**Dataset entries**
________________

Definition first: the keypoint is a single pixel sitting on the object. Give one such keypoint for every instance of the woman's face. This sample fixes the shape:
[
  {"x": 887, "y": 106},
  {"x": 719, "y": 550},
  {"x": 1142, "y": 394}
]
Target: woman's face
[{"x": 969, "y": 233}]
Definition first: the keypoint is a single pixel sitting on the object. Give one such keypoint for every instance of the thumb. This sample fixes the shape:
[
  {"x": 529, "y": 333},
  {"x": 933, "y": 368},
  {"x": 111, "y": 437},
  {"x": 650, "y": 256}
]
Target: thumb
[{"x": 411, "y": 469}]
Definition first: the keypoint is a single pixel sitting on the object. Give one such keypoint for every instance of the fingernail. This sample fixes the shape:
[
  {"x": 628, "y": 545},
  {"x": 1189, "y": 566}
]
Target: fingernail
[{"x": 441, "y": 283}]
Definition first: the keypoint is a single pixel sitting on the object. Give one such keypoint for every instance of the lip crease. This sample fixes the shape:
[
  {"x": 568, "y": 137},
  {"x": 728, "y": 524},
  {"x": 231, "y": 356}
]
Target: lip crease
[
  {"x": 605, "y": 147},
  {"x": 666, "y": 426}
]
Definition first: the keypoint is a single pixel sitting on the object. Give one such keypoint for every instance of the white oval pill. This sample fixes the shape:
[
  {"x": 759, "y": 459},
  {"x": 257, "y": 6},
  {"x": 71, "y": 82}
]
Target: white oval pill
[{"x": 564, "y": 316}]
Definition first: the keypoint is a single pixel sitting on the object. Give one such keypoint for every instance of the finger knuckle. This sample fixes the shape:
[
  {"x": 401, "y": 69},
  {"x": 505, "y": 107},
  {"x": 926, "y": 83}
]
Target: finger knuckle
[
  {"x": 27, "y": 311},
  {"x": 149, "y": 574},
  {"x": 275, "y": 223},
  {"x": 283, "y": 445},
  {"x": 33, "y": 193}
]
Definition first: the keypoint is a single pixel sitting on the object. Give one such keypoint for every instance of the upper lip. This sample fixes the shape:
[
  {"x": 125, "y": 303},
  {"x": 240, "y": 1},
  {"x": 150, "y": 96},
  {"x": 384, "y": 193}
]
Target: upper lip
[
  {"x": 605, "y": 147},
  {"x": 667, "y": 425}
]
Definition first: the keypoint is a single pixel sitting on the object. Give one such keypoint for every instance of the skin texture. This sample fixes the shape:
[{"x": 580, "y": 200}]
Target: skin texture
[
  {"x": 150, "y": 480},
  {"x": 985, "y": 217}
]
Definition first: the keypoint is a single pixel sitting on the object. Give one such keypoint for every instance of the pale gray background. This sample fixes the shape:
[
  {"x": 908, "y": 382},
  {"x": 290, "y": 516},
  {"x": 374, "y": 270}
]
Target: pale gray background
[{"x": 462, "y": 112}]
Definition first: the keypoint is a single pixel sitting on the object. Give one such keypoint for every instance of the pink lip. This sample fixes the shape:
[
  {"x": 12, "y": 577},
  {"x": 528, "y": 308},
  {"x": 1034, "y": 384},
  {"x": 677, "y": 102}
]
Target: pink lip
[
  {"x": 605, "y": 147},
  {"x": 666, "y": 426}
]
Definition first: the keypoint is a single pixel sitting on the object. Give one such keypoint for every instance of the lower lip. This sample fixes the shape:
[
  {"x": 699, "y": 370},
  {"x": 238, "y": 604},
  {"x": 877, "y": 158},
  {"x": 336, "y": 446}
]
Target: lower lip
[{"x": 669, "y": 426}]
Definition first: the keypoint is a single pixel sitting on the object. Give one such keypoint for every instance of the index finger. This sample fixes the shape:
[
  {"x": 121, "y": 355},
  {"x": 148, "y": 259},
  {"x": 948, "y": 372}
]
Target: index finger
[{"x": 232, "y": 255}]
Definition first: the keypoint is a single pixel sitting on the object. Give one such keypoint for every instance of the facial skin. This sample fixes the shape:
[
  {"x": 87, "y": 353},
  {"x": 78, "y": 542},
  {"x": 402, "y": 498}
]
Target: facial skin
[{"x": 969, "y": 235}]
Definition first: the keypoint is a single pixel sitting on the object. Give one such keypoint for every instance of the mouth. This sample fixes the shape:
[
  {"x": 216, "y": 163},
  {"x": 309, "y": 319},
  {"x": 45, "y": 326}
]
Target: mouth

________________

Give back all the records above exactly as they were written.

**ANSWER SECTION**
Definition first: the keypoint is a single pixel sitting on the object. Give one such keypoint for every instance of the woman's face. This sample fixes the shape:
[
  {"x": 887, "y": 106},
  {"x": 719, "y": 550},
  {"x": 1142, "y": 394}
]
Target: woman's face
[{"x": 969, "y": 233}]
Definition first: the keypoint is a single pixel sitting on the object. Give one such keypoint for every instance of the thumb. This sample fixes the shape:
[
  {"x": 529, "y": 333},
  {"x": 933, "y": 368},
  {"x": 111, "y": 437},
  {"x": 650, "y": 256}
]
Target: thumb
[{"x": 411, "y": 469}]
Definition first: the keypoint is a single pixel sitting on the object. Give one such keypoint for every instance of the fingernail. This sample fixes the shape:
[
  {"x": 628, "y": 545},
  {"x": 1189, "y": 566}
]
Target: fingernail
[{"x": 441, "y": 283}]
Definition first: the keypoint is a single pixel sitting on the object. Give one such keypoint for every instance of the lip crease. This sample fixes the shape:
[
  {"x": 568, "y": 137},
  {"x": 728, "y": 524},
  {"x": 231, "y": 356}
]
Target: lip crease
[
  {"x": 605, "y": 147},
  {"x": 666, "y": 426}
]
Definition first: the keypoint is a single pixel sitting on the object. Give one such keypoint for every instance of the white oval pill. This sample fixes the shape:
[
  {"x": 759, "y": 459},
  {"x": 257, "y": 6},
  {"x": 71, "y": 82}
]
Target: white oval pill
[{"x": 564, "y": 316}]
Definition first: the keypoint is a single pixel sitting on the object. Give one such keypoint for every instance of the finger knuckle. This sample fixes the shape:
[
  {"x": 401, "y": 69},
  {"x": 505, "y": 107},
  {"x": 926, "y": 83}
]
Target: finger knuckle
[
  {"x": 27, "y": 311},
  {"x": 149, "y": 574},
  {"x": 275, "y": 223},
  {"x": 283, "y": 445},
  {"x": 33, "y": 193}
]
Definition first: the keypoint is a single pixel sitting on the object. Give one such keypoint for every instance of the upper lip. This sample fixes the shape:
[
  {"x": 125, "y": 303},
  {"x": 240, "y": 1},
  {"x": 150, "y": 96},
  {"x": 384, "y": 193}
]
Target: upper lip
[
  {"x": 605, "y": 147},
  {"x": 667, "y": 425}
]
Definition first: the keypoint is a single pixel sitting on the object. Give one such keypoint for every instance of the skin texture. This sample fixes the shape:
[{"x": 580, "y": 200}]
Target: skin texture
[
  {"x": 150, "y": 480},
  {"x": 985, "y": 217}
]
Definition first: the keypoint is a single pixel sitting on the object. Give one such keypoint for every instance of the pale gray background. This sample fixes the shape:
[
  {"x": 908, "y": 382},
  {"x": 290, "y": 516},
  {"x": 374, "y": 270}
]
Target: pale gray background
[{"x": 462, "y": 112}]
Definition first: the keypoint is a single pixel sitting on the object. Give one such keypoint for every instance of the pink lip. This sample fixes the shape:
[
  {"x": 12, "y": 577},
  {"x": 528, "y": 308},
  {"x": 1034, "y": 384},
  {"x": 677, "y": 102}
]
Target: pink lip
[
  {"x": 605, "y": 147},
  {"x": 666, "y": 426}
]
Definition first: the keypoint is a single pixel sitting on the object. Give one such keypoint for every instance of the lower lip. This sample fixes the shape:
[
  {"x": 699, "y": 370},
  {"x": 238, "y": 604},
  {"x": 877, "y": 158},
  {"x": 336, "y": 446}
]
Target: lower lip
[{"x": 669, "y": 426}]
Definition first: the keypoint is a single pixel sitting on the object. Give one such keypoint for every instance of the index finger. This sample fixes the shape:
[
  {"x": 121, "y": 355},
  {"x": 148, "y": 259},
  {"x": 948, "y": 372}
]
Target: index finger
[{"x": 232, "y": 255}]
Definition first: the keypoint is a single pixel sitting on the object. Give one such keypoint for every instance of the facial skin. This sample fixes the shape:
[
  {"x": 87, "y": 353},
  {"x": 78, "y": 542},
  {"x": 402, "y": 498}
]
Target: facial skin
[{"x": 969, "y": 235}]
Definition first: the keypoint is a single pixel sitting on the object. Give one such keypoint for every instance of the mouth. This sample fixes the shape:
[
  {"x": 216, "y": 163},
  {"x": 309, "y": 319},
  {"x": 45, "y": 326}
]
Target: mouth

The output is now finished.